12 yıllık zorunlu eğitime geçiş uygulaması ile öğretim programları 2013 yılında tekrar güncellenmiştir. Güncellenen programlar incelendiğinde, ilkokul ve ortaokul programında, ispata kavram olarak değinilmediği görülmektedir. Öğrencilere kazandırılması gereken beceriler problem çözme, ilişkilendirme, iletişim, tahmin ve akıl yürütme olarak sıralanmış, ispat bir beceri olarak programda ele alınmamıştır. Buna karşın akıl yürütme becerisi programda şu şekilde tanımlanmıştır: "Akıl yürütme (muhakeme), eldeki

bilgilerden hareketle matematiğin kendine özgü araç (semboller, tanımlar, ilişkiler, vb.) ve düşünme tekniklerini (tümevarım, tümdengelim,

(5)

karşılaştırma, genelleme, vb.) kullanarak yeni bilgiler elde etme süreci olarak tanımlanabilir." (MEB, 2013:5). Akıl yürütme becerisi öğrencilerin

matematiksel çıkarımların doğruluğunu ve geçerliğini savunmalarını da içerir ve böylelikle öğrencilerin kuralları doğrudan ezberlemeleri yerine, kuralların arkasında yatan kavramları anlamaları beklendiğini ortaya koyar. Bu bağlamda 2013 Ortaokul Matematik Dersi (5, 6, 7 ve 8. Sınıflar) Programı incelendiğinde, ispat kavramına programda yer verilmemiş olsa da, ispat ile akıl yürütme becerisi arasında dolaylı bir ilişki kurulduğu gözlemlenmektedir.

Aktaş (2002), bilişsel gelişim süreci içerisinde, ispat kavramının oluşmasının okul öncesi dönemde başladığını söyler. Piaget tarafından sezgisel dönem olarak adlandırılan bu süreç aynı zamanda mantıksal düşünmeye geçiş dönemidir. Sınıflama, eşleştirme, sıralama, karşılaştırma gibi ispatın temelini oluşturan kavramların bu süreçte kazandırılması hedeflenir ve bu hedefler mantıksal düşünmeye geçişte köprü görevi üstlenirler (Altıparmak ve Öziş; 2005).

Altıparmak ve Öziş’e (2005) göre ilkokul döneminde ise çocuklar somut işlem dönemindedirler. Bu süreç zarfında öğrencilerin somut nesne ve durumlar üzerinden akıl yürütmeleri ve varsayımda bulunmaları sağlanmalıdır. 3. sınıfa kadar fiziksel materyaller üzerinden nesneleri karşılaştıran, benzerlik veya farklılıklarına yönelik muhakemede bulunan ve bunun üzerinden genellemeye ulaşan öğrenciler, 3. sınıftan itibaren ulaştıkları genellemeleri ve varsayımları test edip, savunmaya teşvik edilmelidirler. Bu seviyedeki öğrenciler varsayımlarını sınamak veya varsayımlarının doğruluğunu göstermek için birkaç örneğin yeterli olmadığını bilmeli, birbirlerinin muhakemelerini sorgulayabilmeli ve karşı örnekleri varsayımlarını çürütebilmek için kullanabilmelidirler. Matematiksel iddia kavramı bu yaşlarda oluşmaktadır (Altıparmak ve Öziş; 2005).

- Görev 1: İspat ve akıl yürütme üzerine olan metinden "Aktaş (2002), bilişsel" ifadesinden başlayıp aşağıya doğru "üstlenirler (Altıparmak ve Öziş; 2005)." ifadesine kadar olan her şeyi aynen yeniden yazın.
- Görev 2: Matematikte ispat kavramını ele alan metnin devamını, son cümlesinden sonrasından başlayarak yazın.
Bu malzeme başka bir kaynaktan alınmıştır.

[Kayıtlı veriler]
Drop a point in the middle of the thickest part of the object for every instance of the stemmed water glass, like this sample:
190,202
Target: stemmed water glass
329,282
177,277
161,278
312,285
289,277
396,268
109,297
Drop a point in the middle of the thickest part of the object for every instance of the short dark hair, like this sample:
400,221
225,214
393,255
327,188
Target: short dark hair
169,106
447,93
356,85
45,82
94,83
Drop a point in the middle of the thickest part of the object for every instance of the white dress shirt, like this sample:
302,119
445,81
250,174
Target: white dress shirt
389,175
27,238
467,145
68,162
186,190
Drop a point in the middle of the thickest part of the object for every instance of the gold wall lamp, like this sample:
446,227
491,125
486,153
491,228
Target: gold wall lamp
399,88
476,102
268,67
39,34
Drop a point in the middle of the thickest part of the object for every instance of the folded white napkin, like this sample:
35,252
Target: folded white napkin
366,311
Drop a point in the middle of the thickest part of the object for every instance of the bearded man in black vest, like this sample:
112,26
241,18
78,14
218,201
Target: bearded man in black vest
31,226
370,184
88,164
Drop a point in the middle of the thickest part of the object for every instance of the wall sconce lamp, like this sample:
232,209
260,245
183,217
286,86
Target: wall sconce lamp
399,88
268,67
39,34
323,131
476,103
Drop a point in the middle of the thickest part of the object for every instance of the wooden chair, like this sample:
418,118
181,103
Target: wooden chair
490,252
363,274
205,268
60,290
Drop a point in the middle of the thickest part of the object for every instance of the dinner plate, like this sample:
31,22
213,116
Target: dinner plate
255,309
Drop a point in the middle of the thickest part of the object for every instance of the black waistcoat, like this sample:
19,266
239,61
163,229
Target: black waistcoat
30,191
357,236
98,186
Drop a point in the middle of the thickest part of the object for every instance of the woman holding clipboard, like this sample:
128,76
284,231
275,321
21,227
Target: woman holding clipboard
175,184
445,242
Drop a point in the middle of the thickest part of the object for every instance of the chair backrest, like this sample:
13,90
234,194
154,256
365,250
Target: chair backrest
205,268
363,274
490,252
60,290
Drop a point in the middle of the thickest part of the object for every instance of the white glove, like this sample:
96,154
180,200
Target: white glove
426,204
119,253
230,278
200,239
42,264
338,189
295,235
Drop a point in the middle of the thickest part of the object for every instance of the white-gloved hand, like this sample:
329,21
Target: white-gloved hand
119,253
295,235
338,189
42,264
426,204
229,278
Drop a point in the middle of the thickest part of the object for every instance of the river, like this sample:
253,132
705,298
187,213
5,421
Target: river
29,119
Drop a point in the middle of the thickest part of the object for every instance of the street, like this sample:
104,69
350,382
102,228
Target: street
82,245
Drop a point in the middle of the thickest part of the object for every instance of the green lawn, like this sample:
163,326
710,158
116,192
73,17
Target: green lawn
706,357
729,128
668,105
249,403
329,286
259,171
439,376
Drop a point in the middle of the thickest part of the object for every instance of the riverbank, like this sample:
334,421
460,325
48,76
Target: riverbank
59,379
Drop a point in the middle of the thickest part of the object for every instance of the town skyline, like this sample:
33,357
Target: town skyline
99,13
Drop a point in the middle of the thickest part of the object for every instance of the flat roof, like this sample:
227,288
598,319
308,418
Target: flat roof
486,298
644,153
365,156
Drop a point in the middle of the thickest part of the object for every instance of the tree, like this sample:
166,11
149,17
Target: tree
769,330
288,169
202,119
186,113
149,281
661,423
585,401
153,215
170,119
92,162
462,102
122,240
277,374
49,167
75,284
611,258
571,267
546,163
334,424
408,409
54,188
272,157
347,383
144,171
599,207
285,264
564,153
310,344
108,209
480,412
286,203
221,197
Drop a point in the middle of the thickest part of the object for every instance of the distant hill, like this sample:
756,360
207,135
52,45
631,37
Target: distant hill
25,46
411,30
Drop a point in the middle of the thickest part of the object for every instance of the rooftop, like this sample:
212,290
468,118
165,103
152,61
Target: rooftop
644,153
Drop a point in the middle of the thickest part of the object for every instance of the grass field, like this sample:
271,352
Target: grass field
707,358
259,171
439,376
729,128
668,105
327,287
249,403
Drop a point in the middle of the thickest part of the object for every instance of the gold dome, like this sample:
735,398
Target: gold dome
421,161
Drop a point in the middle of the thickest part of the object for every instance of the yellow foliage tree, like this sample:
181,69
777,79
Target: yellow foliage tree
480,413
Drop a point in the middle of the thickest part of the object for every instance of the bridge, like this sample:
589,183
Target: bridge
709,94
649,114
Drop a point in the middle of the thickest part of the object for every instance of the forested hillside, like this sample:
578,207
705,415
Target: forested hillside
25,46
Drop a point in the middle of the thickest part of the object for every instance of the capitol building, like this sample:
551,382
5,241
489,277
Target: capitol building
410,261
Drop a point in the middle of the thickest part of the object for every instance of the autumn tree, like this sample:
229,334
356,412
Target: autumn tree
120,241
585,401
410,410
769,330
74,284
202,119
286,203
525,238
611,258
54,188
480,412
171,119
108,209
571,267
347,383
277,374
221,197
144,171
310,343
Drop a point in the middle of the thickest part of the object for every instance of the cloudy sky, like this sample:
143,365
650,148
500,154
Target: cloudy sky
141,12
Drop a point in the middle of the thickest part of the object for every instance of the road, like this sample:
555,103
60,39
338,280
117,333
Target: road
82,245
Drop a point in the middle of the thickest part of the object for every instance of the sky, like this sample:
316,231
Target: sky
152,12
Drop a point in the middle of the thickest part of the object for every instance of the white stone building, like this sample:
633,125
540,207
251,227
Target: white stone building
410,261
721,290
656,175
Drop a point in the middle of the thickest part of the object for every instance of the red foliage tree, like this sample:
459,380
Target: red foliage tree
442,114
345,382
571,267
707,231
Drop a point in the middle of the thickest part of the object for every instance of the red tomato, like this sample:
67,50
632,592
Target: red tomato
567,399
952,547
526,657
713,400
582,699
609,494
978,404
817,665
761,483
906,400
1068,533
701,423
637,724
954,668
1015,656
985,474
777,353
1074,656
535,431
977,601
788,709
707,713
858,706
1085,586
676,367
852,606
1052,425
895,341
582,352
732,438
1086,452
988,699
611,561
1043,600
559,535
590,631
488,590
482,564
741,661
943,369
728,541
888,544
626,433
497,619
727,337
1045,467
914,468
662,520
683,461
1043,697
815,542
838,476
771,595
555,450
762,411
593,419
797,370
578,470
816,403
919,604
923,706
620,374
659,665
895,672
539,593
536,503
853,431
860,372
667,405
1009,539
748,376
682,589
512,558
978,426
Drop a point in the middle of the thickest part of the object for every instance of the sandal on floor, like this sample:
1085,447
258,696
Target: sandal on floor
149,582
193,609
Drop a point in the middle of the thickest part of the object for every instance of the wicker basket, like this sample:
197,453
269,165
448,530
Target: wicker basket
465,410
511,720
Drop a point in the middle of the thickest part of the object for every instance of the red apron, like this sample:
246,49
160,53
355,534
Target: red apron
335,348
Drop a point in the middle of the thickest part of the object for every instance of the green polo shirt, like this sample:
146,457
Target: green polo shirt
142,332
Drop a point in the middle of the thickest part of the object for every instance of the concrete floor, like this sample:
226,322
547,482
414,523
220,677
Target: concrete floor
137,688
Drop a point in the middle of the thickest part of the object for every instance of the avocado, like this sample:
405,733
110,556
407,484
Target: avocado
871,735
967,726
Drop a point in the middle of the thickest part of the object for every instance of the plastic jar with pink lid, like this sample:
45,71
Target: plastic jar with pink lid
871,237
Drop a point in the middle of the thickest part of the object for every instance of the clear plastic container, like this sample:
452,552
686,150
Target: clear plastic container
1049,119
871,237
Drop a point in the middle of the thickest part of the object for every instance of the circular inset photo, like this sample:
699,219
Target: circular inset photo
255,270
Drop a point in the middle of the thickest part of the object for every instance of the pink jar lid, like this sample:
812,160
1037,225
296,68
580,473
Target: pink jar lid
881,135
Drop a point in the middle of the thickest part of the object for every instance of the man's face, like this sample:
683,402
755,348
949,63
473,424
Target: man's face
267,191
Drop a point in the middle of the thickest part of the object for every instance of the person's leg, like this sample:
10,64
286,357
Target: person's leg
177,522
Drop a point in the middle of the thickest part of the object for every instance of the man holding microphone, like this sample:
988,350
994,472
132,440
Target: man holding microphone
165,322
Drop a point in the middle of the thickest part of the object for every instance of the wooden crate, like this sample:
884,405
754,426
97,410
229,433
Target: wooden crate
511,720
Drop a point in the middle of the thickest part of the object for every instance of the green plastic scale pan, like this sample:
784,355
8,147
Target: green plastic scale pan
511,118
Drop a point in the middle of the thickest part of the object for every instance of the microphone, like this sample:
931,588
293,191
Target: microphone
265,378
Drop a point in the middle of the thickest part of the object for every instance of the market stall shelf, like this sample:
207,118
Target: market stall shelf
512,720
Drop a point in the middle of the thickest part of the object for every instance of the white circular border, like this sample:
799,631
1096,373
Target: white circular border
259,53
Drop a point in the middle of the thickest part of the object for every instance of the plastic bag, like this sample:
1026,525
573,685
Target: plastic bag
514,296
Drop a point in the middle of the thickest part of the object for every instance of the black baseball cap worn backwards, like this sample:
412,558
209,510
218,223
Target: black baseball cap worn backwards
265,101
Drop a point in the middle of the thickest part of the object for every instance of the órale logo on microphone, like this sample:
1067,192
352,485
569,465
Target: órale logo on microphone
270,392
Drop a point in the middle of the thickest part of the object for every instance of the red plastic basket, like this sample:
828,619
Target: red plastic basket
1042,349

- Yazılı yanıt 1:
Aktaş (2002), bilişsel gelişim süreci içerisinde, ispat kavramının oluşmasının okul öncesi dönemde başladığını söyler. Piaget tarafından sezgisel dönem olarak adlandırılan bu süreç aynı zamanda mantıksal düşünmeye geçiş dönemidir. Sınıflama, eşleştirme, sıralama, karşılaştırma gibi ispatın temelini oluşturan kavramların bu süreçte kazandırılması hedeflenir ve bu hedefler mantıksal düşünmeye geçişte köprü görevi üstlenirler (Altıparmak ve Öziş; 2005).

- Yazılı yanıt 2:
Ortaokul döneminde öğrencilerde soyut düşüncenin gelişimi söz konusudur. Öğrenciler bu dönemde matematiksel ifadeleri sembolik dil kullanarak ifade etmeye başlarlar. Öğrenciler matematiksel iddiaları tümdengelim ve tümevarım yöntemlerini kullanarak sınayabilir, yanlış olan ifadelere karşı örnekler sunabilirler (NCTM, 2000). Tüm bu aktarımlar bireyde bilişsel gelişim süreci içerisinde ispat düşüncesinin erken yaş döneminden başlayarak gelişmekte olduğunu ortaya koymaktadır. Anaokulundan başlayarak tüm öğretim düzeylerinde bu gelişim yayılabilir. Öğretim sürecini bu bağlamda düzenlemek ve çeşitli öneriler sunabilmek için tüm öğretim kademelerinde öğrencilerin ispata yönelik yaklaşımını, ispatı ne oranda algılayıp, yapabileceklerini betimleyecek çalışmalara ihtiyaç vardır.

(6)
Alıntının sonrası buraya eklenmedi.